*Data excerpts:*
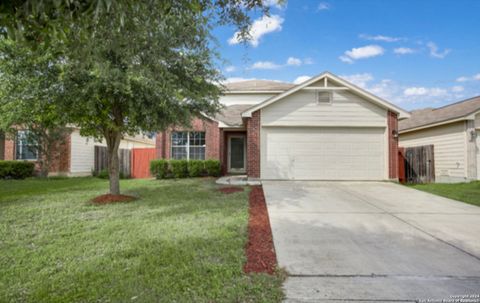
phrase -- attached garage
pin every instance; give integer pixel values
(323, 153)
(323, 129)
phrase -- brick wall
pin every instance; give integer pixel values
(253, 145)
(392, 122)
(212, 139)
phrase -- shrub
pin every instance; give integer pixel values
(196, 168)
(16, 169)
(179, 168)
(213, 168)
(159, 168)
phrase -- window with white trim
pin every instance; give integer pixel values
(25, 148)
(324, 97)
(188, 145)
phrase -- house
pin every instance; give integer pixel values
(76, 157)
(454, 132)
(322, 129)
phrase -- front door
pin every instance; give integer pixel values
(236, 154)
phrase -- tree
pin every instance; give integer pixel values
(28, 96)
(134, 65)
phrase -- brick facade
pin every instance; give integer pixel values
(392, 123)
(213, 138)
(253, 145)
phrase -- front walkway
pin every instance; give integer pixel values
(372, 241)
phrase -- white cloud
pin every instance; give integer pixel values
(301, 79)
(230, 69)
(403, 50)
(259, 28)
(434, 52)
(323, 6)
(362, 53)
(308, 61)
(424, 91)
(457, 88)
(294, 61)
(291, 61)
(265, 65)
(360, 80)
(381, 38)
(236, 79)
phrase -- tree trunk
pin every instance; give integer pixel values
(113, 142)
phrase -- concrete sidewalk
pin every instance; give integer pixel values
(372, 241)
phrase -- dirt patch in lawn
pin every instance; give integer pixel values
(108, 198)
(261, 257)
(230, 189)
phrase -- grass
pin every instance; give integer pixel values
(181, 241)
(465, 192)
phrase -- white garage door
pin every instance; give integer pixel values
(323, 153)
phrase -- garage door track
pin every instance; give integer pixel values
(372, 241)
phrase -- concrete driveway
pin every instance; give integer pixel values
(372, 241)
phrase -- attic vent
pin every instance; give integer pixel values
(324, 97)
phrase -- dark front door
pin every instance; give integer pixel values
(236, 147)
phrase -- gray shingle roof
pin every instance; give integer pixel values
(428, 116)
(258, 85)
(232, 115)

*Task:*
Reproduce every record above verbatim, line for line, omitting the pictures.

*Written response:*
phrase -- attached garage
pin every instance; give integer pixel values
(323, 153)
(323, 129)
phrase -- brick wall
pin every instance; give integer pixel values
(253, 145)
(392, 122)
(212, 139)
phrase -- shrub
pin every instance; give integer pixel values
(196, 168)
(16, 169)
(179, 168)
(213, 168)
(159, 168)
phrase -- window with white trim
pin every instance; give integer pixel values
(25, 148)
(324, 97)
(188, 145)
phrase -- house
pin every instance; give integer pixel values
(76, 157)
(454, 132)
(322, 129)
phrase -- front door
pin every instance; give integer pixel values
(236, 154)
phrase -- tree
pin every instance; give integer pixel values
(28, 96)
(134, 65)
phrase -- brick facade
pin every instance; give integer pixel values
(392, 123)
(213, 138)
(253, 145)
phrase -- front walkway
pin every instance; give integer pixel values
(372, 241)
phrase -- white cloud
pin every instance; give integer pixel values
(301, 79)
(230, 69)
(403, 50)
(259, 28)
(434, 52)
(323, 6)
(362, 53)
(308, 61)
(424, 91)
(457, 88)
(294, 61)
(291, 61)
(265, 65)
(360, 80)
(381, 38)
(236, 79)
phrase -- tree trunk
pin every instance; give integer pixel values
(113, 142)
phrase -- concrete sidewalk
pin every instance; give integer pixel values
(372, 241)
phrase -- dirt patch in lawn
pin every instance; give integer pixel values
(108, 198)
(261, 257)
(230, 189)
phrase -- grass
pin every instance; give integer pixel values
(181, 241)
(465, 192)
phrase -- white garage door
pin every instance; give integer pixel values
(323, 153)
phrase -- garage door track
pin every instance; give integer pixel values
(372, 241)
phrase -- concrete driveway
pin every instance; give integer pixel values
(372, 241)
phrase -- attic vent
pin every instance; give integer pixel values
(324, 97)
phrase -- dark front door
pin every instance; give integer pixel values
(236, 147)
phrase -- gray shingle roof
pin every instance; give integer pixel values
(428, 116)
(258, 85)
(232, 115)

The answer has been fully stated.